Task instructions:
(1) Answer these from the article below on Saddam Hussein's capture, one line each:
(a) What was Saddam found with?
(b) Who saw Saddam in detention?
(c) What did Saddam proclaim himself to be?
(2) In one to three sentences, explain why the article below on Saddam Hussein's capture calls it "quite a fall" for him.
(3) Extend the article on Saddam Hussein's capture, picking up right after its last sentence.

Selected text:
---*---
Saddam’s fall: from palaces to hole in the ground

? A man who lived in sprawling palaces was pulled from a hole in the dirt. A man who challenged the greatest armies in the world was arrested without firing a shot. A man who embezzled billions of dollars and put his image on every Iraqi bank note was found with a single suitcase of cash — bearing the face of an American, Benjamin Franklin.

The image that emerged Sunday of Saddam Hussein in captivity contrasted in almost every way to the life of one of the world’s most despised dictators.

“He was subservient and broken,” said Iraqi leader Mouwafak al-Rabii, who saw Saddam in detention. “Saddam looked like a thug.”

It was quite a fall for the self-proclaimed “builder of modern Iraq.”
---*---
Information given:
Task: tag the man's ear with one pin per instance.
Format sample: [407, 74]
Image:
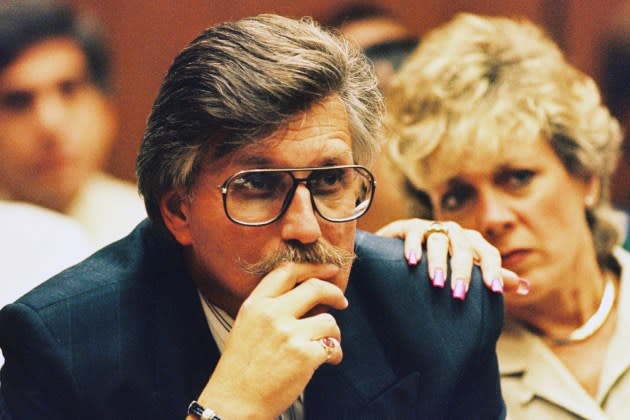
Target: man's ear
[175, 213]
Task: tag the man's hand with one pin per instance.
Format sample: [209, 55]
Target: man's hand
---*---
Answer section:
(1)
(a) A single suitcase of cash bearing the face of Benjamin Franklin.
(b) Iraqi leader Mouwafak al-Rabii.
(c) The "builder of modern Iraq."

(2) The image of Saddam in captivity contrasted in almost every way with his life as dictator. A man who lived in sprawling palaces was pulled from a hole in the dirt, and a man who challenged the greatest armies in the world was arrested without firing a shot. A man who embezzled billions and put his image on every Iraqi bank note was found with a single suitcase of cash bearing Benjamin Franklin's face.

(3)
During Saddam’s reign, his picture graced streets and offices in a hundred different guises, from modern-day field marshal to medieval Arab warrior on horseback. His countenance, with a solemn but pleased expression, was printed on Iraqi dinars of every denomination.

He moved between dozens of palaces scattered across Iraq — sprawling, grandiose complexes with houses for his children, his bodyguards, his aides and his prostitutes, as well as hospitals, gymnasiums and zoos. Two of the palaces were topped with 10-foot busts of Saddam in a tropical helmet.

Reign of terror

His opulence was rivaled only by his brutality. Conservative estimates say he had 300,000 people executed; some say the number is more than 1 million. Once, Saddam had a cameraman film him as he walked along a row of executed opponents, putting a final bullet into each one’s head.

In 1988, when Kurds in northern Iraq were pushing for autonomy, he bombed and shelled the town of Halabja with cyanide gas. At least 5,000 men, women and children died.

Saddam built a huge army, with nearly 1 million soldiers at the start of the 1991 Gulf War. He went to war with neighboring Iran in 1980, fighting for eight years before agreeing to a cease-fire. In 1990 he invaded Kuwait and seemed surprised when a U.S.-led coalition drove him out. He ordered his scientists to build a nuclear bomb.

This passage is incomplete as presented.